§ EXTRACT:
— Start —

In the open source version, Apache Spark can be installed in your own on-premise data centre or in the cloud in virtual machines, in containers. The disadvantage of this setup is the complex installation and maintenance. The configuration of such a Spark cluster also requires a lot of expertise.
A more pleasant solution is to obtain Spark as a service from a cloud provider. This saves a lot of effort and costs, benefits from better scaling and can create new Spark clusters within minutes.
There are various cloud providers from which you can obtain Spark as a service. These are PaaS, i.e. Platform-as-a-Service. The big players here are AWS, Google Cloud Platform and Microsoft Azure. In my professional work, I mainly use the Azure Cloud, which is why I will highlight the two most important Spark services in the Azure Cloud in this article: Azure Databricks and Azure Synapse Analytics.

— End —

§ JOB 1: According to the extract on Apache Spark, why is obtaining Spark as a service from a cloud provider preferable to installing it oneself? Answer in one to three sentences.

§ SOURCE MATERIAL:
— Start —

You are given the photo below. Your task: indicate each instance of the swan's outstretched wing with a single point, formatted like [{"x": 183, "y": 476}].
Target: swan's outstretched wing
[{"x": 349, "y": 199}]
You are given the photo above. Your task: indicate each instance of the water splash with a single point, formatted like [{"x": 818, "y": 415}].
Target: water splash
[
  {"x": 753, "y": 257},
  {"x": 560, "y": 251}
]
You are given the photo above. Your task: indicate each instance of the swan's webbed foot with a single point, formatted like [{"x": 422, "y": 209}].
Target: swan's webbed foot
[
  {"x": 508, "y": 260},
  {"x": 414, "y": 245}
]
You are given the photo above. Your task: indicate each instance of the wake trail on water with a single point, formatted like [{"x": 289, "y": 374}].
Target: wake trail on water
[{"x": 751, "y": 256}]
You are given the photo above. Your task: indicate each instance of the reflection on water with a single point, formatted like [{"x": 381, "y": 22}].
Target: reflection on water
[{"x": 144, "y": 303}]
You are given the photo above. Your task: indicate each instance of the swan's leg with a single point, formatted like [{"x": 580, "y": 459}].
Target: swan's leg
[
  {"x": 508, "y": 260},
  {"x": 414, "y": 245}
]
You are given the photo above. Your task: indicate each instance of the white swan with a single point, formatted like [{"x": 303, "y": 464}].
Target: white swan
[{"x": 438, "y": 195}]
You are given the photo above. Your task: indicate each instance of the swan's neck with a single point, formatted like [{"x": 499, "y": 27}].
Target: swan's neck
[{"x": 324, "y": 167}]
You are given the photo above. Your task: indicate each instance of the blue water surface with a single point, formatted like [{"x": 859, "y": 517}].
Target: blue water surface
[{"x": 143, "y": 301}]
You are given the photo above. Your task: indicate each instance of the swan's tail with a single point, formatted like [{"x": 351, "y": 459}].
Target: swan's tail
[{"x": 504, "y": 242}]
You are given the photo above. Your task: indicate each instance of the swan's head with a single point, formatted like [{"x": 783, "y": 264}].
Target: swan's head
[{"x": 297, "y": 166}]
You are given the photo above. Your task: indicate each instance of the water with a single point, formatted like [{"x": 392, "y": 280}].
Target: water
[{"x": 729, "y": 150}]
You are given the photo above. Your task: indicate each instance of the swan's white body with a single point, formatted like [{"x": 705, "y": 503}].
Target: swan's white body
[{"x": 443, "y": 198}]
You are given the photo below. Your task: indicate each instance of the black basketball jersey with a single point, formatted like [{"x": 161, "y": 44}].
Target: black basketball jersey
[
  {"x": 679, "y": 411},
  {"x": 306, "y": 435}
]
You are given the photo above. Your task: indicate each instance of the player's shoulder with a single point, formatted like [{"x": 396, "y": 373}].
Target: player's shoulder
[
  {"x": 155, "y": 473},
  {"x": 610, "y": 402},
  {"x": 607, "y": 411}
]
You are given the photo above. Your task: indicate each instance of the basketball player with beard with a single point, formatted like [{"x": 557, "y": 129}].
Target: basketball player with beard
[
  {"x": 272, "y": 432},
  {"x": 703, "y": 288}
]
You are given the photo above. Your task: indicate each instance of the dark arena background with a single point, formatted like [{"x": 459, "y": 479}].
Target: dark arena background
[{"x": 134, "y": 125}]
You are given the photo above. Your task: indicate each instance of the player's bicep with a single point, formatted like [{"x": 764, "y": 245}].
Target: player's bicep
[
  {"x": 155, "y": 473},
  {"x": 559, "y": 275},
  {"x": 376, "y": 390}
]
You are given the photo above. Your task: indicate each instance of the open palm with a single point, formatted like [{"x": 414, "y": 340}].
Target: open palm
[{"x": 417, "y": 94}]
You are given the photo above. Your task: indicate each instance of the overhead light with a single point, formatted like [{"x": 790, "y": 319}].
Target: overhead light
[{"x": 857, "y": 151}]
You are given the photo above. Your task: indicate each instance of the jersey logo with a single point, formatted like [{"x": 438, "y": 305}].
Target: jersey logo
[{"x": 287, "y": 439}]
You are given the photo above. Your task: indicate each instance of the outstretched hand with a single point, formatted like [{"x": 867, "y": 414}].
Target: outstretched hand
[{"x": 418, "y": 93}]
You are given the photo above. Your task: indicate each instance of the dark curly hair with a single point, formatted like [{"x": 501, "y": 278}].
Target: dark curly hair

— End —

§ JOB 2: Update the records from the line containing "of the overhead" up to and including the final line of the records, replacing "indicate" with "mark" and leaving all else unchanged; return only those lines.

§ EXERCISE SOLUTION 1: Installing open source Spark on-premise or in cloud virtual machines or containers involves complex installation and maintenance, and configuring such a cluster requires considerable expertise. Obtaining Spark as a service saves much effort and cost, scales better, and can create new Spark clusters within minutes.

§ EXERCISE SOLUTION 2:
You are given the photo above. Your task: mark each instance of the overhead light with a single point, formatted like [{"x": 790, "y": 319}].
Target: overhead light
[{"x": 857, "y": 151}]
You are given the photo above. Your task: mark each instance of the jersey logo with a single point, formatted like [{"x": 438, "y": 305}].
Target: jersey logo
[{"x": 287, "y": 439}]
You are given the photo above. Your task: mark each instance of the outstretched hand with a single point, formatted like [{"x": 867, "y": 414}].
Target: outstretched hand
[{"x": 418, "y": 93}]
You are given the photo above. Your task: mark each instance of the dark curly hair with a single point, formatted like [{"x": 501, "y": 278}].
Target: dark curly hair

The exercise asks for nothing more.